## EXERCISE DESCRIPTION
Extract each line of the listing that contains the string "front". Treat the match as case-sensitive.

(Saved data entries)
* start *

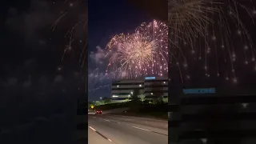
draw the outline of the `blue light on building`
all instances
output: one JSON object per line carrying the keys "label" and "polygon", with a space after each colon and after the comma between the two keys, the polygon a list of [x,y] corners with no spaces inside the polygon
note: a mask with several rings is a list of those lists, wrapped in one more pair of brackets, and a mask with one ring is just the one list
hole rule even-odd
{"label": "blue light on building", "polygon": [[183,89],[183,94],[215,94],[215,88]]}
{"label": "blue light on building", "polygon": [[146,77],[145,80],[152,80],[152,79],[155,79],[155,77]]}

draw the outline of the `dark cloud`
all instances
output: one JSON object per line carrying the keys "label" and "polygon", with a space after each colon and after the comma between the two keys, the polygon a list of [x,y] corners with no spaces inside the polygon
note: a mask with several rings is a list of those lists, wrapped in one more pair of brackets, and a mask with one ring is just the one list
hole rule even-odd
{"label": "dark cloud", "polygon": [[54,78],[54,82],[60,82],[63,80],[63,77],[62,75],[57,75]]}
{"label": "dark cloud", "polygon": [[48,78],[46,76],[42,76],[38,80],[39,85],[46,86],[48,84]]}
{"label": "dark cloud", "polygon": [[[5,24],[9,30],[18,33],[24,37],[24,40],[31,42],[39,37],[39,30],[52,22],[53,14],[50,13],[49,3],[44,0],[32,0],[26,12],[22,13],[10,8]],[[43,43],[41,41],[38,42]]]}
{"label": "dark cloud", "polygon": [[102,49],[100,46],[96,46],[97,51],[96,52],[90,52],[90,58],[96,62],[96,64],[102,64],[102,61],[106,58],[106,52],[103,49]]}
{"label": "dark cloud", "polygon": [[31,76],[29,76],[29,79],[27,81],[25,81],[22,84],[22,86],[25,88],[30,87],[31,86]]}
{"label": "dark cloud", "polygon": [[16,78],[10,78],[7,79],[6,86],[16,86],[18,83],[18,79]]}

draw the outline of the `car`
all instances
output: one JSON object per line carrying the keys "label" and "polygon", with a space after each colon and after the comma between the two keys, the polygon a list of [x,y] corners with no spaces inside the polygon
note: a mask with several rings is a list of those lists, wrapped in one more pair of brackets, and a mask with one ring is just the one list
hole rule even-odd
{"label": "car", "polygon": [[96,110],[95,111],[95,114],[102,114],[102,110]]}

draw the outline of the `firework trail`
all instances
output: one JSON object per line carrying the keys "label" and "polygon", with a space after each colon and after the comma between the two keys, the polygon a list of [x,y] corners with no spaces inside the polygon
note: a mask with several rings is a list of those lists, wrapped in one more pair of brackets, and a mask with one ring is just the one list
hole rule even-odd
{"label": "firework trail", "polygon": [[162,76],[168,70],[168,26],[154,20],[142,23],[134,34],[115,35],[107,44],[107,73],[114,78]]}
{"label": "firework trail", "polygon": [[206,77],[222,76],[234,82],[238,56],[256,68],[256,50],[241,17],[246,14],[254,24],[254,6],[251,0],[168,1],[170,64],[178,66],[182,82],[184,74],[190,78],[191,59],[202,62]]}
{"label": "firework trail", "polygon": [[[78,62],[80,62],[82,68],[85,66],[85,61],[87,59],[87,39],[81,39],[80,38],[78,39],[78,38],[75,38],[74,32],[75,30],[84,31],[85,35],[86,35],[86,26],[88,21],[88,18],[86,16],[87,9],[86,7],[84,9],[79,8],[79,6],[81,5],[87,6],[86,2],[86,1],[81,0],[64,0],[58,2],[53,2],[53,4],[58,6],[58,7],[61,7],[59,8],[60,15],[56,18],[51,26],[53,31],[56,30],[59,24],[62,24],[62,21],[65,21],[65,18],[69,18],[69,17],[74,18],[74,15],[77,17],[76,18],[74,18],[75,19],[74,22],[70,22],[73,24],[63,35],[67,39],[67,44],[63,50],[62,62],[63,62],[65,55],[67,53],[74,52],[74,42],[83,43],[82,46],[78,49],[80,50]],[[80,9],[82,10],[82,12],[81,10],[78,10]],[[86,38],[86,36],[85,38]]]}

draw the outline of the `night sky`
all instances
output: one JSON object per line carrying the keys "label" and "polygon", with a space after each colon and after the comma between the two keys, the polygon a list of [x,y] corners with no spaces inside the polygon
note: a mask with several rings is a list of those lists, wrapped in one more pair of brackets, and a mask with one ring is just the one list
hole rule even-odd
{"label": "night sky", "polygon": [[[70,46],[65,34],[87,14],[85,2],[2,2],[0,143],[14,142],[8,140],[10,134],[19,142],[72,143],[68,138],[75,122],[70,118],[77,97],[85,95],[78,61],[86,42],[85,25],[76,27]],[[59,135],[50,137],[54,134]]]}
{"label": "night sky", "polygon": [[94,0],[88,5],[89,100],[99,100],[110,96],[111,80],[104,77],[107,42],[115,34],[134,32],[141,23],[154,18],[125,0]]}

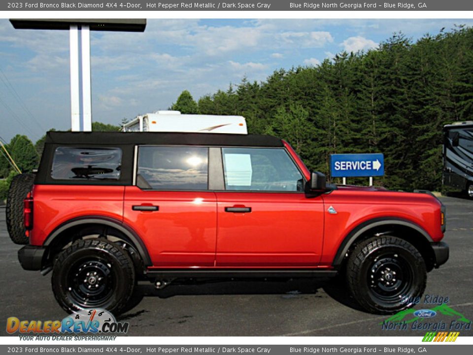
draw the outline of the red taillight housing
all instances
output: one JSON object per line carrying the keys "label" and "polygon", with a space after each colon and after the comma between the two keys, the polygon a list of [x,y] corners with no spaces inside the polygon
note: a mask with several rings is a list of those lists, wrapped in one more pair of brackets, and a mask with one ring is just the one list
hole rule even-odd
{"label": "red taillight housing", "polygon": [[33,197],[29,192],[23,200],[23,221],[27,231],[33,228]]}

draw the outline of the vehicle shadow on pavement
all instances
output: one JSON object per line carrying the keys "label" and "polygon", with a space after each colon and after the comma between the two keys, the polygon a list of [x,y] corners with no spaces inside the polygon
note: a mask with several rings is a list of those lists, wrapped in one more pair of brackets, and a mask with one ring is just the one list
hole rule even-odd
{"label": "vehicle shadow on pavement", "polygon": [[[133,312],[144,297],[166,299],[176,296],[222,295],[280,295],[283,298],[297,298],[304,295],[325,296],[323,291],[337,302],[352,309],[362,311],[354,299],[348,296],[348,292],[338,279],[313,280],[291,279],[289,280],[255,280],[238,279],[231,280],[176,280],[161,289],[152,284],[138,284],[134,295],[129,301],[120,320],[128,320],[148,311],[141,310]],[[321,292],[321,291],[322,292]]]}

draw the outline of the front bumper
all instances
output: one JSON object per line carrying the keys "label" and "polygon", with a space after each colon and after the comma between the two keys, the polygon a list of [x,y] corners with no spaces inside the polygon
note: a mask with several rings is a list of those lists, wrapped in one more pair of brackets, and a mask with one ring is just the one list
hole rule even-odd
{"label": "front bumper", "polygon": [[445,264],[448,260],[448,245],[444,242],[438,242],[431,243],[430,245],[434,251],[434,265],[437,269],[441,265]]}
{"label": "front bumper", "polygon": [[46,248],[27,245],[18,250],[18,260],[21,267],[27,270],[39,270],[42,268]]}

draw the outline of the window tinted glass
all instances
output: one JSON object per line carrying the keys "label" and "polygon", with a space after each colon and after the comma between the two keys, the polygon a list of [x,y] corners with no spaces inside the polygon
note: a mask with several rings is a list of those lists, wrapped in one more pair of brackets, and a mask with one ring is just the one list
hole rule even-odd
{"label": "window tinted glass", "polygon": [[54,152],[51,176],[61,180],[118,180],[121,162],[119,148],[59,147]]}
{"label": "window tinted glass", "polygon": [[206,190],[208,149],[195,147],[141,146],[137,181],[141,188]]}
{"label": "window tinted glass", "polygon": [[223,148],[227,190],[304,191],[304,179],[283,149]]}

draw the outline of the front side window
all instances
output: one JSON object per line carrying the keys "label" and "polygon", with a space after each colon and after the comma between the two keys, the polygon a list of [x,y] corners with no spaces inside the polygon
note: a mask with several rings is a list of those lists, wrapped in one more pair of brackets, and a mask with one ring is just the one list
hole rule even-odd
{"label": "front side window", "polygon": [[136,184],[144,189],[206,190],[208,148],[141,146]]}
{"label": "front side window", "polygon": [[119,148],[58,147],[51,176],[57,180],[118,180],[121,163]]}
{"label": "front side window", "polygon": [[304,179],[284,149],[222,148],[225,189],[302,191]]}

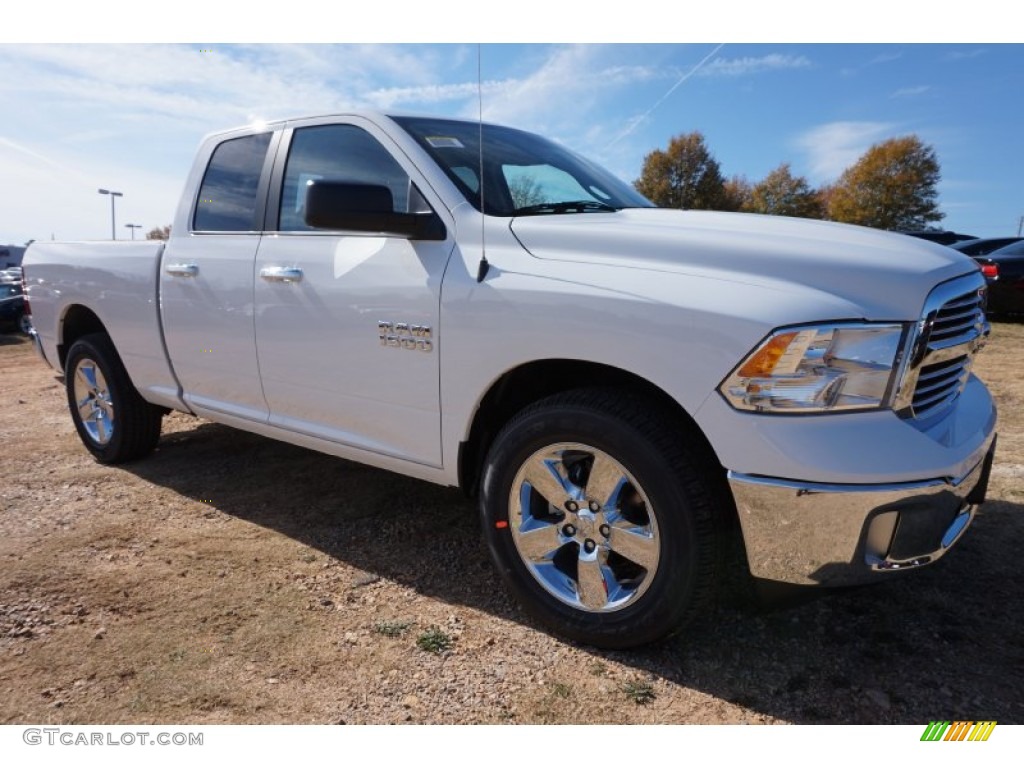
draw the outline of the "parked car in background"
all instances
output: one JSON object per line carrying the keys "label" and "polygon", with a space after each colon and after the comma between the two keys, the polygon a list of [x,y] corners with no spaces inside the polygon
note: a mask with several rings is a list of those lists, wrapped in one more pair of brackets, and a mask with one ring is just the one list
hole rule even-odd
{"label": "parked car in background", "polygon": [[1024,313],[1024,240],[973,258],[988,283],[988,313]]}
{"label": "parked car in background", "polygon": [[6,269],[0,269],[0,283],[17,283],[20,285],[22,267],[9,266]]}
{"label": "parked car in background", "polygon": [[950,248],[959,251],[966,256],[985,256],[992,251],[1020,243],[1024,238],[978,238],[977,240],[965,240],[953,243]]}
{"label": "parked car in background", "polygon": [[985,500],[969,257],[657,209],[512,128],[357,113],[211,134],[166,242],[36,242],[24,265],[98,461],[153,452],[176,410],[459,486],[480,498],[479,578],[590,645],[701,621],[729,572],[913,570]]}
{"label": "parked car in background", "polygon": [[921,240],[938,243],[940,246],[951,246],[953,243],[978,240],[974,234],[964,234],[962,232],[949,231],[948,229],[918,229],[900,232],[900,234],[909,234],[911,238],[920,238]]}
{"label": "parked car in background", "polygon": [[29,318],[25,314],[25,295],[20,283],[0,282],[0,328],[15,328],[29,332]]}

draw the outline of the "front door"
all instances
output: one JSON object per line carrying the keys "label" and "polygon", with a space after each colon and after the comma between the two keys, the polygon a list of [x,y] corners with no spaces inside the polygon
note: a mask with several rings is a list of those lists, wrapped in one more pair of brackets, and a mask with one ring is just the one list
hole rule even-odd
{"label": "front door", "polygon": [[454,241],[307,226],[315,179],[384,184],[400,212],[425,201],[370,123],[299,124],[286,142],[289,133],[278,230],[260,242],[254,274],[270,424],[440,466],[438,312]]}

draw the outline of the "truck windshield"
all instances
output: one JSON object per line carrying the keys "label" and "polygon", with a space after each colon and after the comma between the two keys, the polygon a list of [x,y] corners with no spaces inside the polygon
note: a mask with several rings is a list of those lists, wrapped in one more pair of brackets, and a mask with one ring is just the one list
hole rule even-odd
{"label": "truck windshield", "polygon": [[[460,120],[393,117],[476,210],[492,216],[597,213],[651,208],[650,201],[603,168],[525,131]],[[485,206],[485,210],[484,210]]]}

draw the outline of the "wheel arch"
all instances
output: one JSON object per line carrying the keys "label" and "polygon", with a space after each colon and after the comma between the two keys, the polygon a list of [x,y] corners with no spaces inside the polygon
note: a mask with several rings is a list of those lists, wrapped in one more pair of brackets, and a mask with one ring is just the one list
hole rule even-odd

* end *

## RESPONSE TO THE EXERCISE
draw the outline of the front bumper
{"label": "front bumper", "polygon": [[445,264],[448,260],[448,245],[444,242],[438,242],[431,243],[430,245],[434,251],[434,265],[437,269],[441,265]]}
{"label": "front bumper", "polygon": [[46,248],[27,245],[18,250],[18,260],[21,267],[27,270],[39,270],[42,268]]}
draw the outline of the front side window
{"label": "front side window", "polygon": [[136,184],[144,189],[206,190],[208,148],[141,146]]}
{"label": "front side window", "polygon": [[119,148],[58,147],[51,176],[57,180],[118,180],[121,163]]}
{"label": "front side window", "polygon": [[304,179],[284,149],[222,148],[225,189],[302,191]]}
draw the outline of the "front door"
{"label": "front door", "polygon": [[454,241],[307,226],[315,179],[384,184],[400,212],[425,201],[370,123],[299,124],[286,142],[289,133],[278,230],[260,242],[254,274],[270,424],[440,466],[438,312]]}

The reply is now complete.